--- BEGIN Material for this exercise ---
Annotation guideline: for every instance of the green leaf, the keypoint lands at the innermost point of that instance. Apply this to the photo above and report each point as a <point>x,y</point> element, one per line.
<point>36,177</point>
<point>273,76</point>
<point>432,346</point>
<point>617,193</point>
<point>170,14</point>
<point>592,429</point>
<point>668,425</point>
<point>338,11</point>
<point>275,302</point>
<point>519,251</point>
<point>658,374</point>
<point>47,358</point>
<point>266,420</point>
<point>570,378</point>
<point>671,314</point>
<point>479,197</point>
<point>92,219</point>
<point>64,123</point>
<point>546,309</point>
--- END Material for this exercise ---
■ Work instructions
Rewrite these lines with "green leaf" swapped for "yellow leaf", leaving everything else unchanged.

■ Final answer
Annotation guideline: for every instance of the yellow leaf, the keypoint lands at the innermost point of that instance. Apply this to the photo above and report each point as a <point>x,y</point> element, one per line.
<point>36,177</point>
<point>273,76</point>
<point>432,346</point>
<point>617,193</point>
<point>170,14</point>
<point>592,429</point>
<point>668,425</point>
<point>338,11</point>
<point>275,302</point>
<point>519,251</point>
<point>658,374</point>
<point>47,358</point>
<point>266,420</point>
<point>570,378</point>
<point>671,314</point>
<point>479,197</point>
<point>92,219</point>
<point>64,123</point>
<point>546,309</point>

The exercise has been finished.